_Request_
Locate every line in the entries below that contains the word "white", and copy each such line in full. Matching is case-sensitive.

_Records provided_

+ + +

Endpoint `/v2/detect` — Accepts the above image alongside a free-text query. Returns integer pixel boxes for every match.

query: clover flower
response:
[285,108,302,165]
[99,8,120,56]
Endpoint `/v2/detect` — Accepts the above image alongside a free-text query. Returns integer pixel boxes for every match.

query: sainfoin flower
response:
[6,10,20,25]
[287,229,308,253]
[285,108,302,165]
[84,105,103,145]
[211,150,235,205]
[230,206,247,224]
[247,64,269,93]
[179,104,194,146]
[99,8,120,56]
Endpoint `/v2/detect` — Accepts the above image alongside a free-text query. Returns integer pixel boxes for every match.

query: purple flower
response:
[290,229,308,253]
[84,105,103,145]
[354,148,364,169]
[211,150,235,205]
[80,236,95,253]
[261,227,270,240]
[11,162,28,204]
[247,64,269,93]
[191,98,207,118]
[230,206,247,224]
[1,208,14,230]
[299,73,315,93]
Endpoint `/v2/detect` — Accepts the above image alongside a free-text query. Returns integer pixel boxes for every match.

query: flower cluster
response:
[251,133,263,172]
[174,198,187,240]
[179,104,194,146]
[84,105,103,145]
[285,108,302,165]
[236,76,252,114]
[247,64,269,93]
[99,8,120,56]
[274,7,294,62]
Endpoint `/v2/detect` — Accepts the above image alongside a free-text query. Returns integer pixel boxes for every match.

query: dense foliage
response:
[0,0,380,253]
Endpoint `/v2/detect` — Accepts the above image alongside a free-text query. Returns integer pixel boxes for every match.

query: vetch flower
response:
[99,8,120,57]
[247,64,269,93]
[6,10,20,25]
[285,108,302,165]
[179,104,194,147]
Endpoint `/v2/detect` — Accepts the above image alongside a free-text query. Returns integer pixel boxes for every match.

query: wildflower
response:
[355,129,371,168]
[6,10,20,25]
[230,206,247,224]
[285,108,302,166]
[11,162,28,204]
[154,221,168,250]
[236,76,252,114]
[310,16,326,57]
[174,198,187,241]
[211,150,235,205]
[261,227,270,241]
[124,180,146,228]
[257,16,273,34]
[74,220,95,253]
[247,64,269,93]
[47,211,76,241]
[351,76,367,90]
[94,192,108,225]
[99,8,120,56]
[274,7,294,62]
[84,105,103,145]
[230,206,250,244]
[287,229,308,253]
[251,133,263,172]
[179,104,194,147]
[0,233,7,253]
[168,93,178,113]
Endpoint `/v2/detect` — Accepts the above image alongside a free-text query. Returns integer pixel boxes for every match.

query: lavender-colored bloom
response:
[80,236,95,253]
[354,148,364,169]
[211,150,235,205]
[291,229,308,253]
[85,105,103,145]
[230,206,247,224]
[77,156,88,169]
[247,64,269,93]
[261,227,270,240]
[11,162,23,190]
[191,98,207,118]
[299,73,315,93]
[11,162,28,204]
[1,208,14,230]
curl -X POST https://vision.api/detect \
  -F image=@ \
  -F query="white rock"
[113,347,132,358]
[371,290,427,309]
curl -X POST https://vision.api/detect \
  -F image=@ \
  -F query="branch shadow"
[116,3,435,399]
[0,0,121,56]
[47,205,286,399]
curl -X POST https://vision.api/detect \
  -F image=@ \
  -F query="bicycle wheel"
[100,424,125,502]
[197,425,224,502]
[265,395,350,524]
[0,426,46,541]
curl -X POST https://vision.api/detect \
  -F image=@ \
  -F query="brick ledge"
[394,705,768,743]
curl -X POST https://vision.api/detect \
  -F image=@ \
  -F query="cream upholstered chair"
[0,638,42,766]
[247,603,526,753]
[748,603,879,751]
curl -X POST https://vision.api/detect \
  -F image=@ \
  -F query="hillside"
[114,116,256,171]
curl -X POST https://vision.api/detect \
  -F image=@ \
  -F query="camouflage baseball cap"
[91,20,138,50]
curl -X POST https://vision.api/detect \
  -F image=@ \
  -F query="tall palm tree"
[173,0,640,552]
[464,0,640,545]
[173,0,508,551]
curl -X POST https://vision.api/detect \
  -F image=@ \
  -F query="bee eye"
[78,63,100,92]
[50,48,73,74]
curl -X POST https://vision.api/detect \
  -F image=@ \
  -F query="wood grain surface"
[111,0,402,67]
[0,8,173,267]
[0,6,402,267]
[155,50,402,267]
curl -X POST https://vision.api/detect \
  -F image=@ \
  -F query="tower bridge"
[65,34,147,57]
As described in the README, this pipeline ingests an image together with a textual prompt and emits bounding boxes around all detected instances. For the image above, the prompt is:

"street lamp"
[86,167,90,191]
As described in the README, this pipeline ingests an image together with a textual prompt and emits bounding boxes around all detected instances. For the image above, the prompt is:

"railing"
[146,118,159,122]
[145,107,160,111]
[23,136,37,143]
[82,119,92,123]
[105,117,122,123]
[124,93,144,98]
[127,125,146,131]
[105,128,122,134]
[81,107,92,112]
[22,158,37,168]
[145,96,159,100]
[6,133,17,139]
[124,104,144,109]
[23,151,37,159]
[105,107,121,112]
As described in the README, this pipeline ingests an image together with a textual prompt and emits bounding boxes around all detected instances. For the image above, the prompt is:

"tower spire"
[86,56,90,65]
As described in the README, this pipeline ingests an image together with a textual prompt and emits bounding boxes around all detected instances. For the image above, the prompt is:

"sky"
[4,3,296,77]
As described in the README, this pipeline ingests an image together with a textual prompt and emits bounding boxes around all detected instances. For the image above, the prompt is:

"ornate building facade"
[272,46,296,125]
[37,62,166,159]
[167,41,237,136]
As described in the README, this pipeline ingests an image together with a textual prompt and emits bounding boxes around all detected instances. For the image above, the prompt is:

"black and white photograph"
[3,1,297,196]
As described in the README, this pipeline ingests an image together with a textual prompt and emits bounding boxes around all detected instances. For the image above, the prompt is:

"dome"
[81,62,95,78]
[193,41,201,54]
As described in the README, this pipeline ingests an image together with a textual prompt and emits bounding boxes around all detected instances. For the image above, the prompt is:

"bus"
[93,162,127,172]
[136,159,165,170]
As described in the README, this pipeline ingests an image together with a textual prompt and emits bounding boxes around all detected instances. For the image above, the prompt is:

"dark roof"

+ + +

_Answer for this exercise_
  -F query="white rock"
"black and white photograph"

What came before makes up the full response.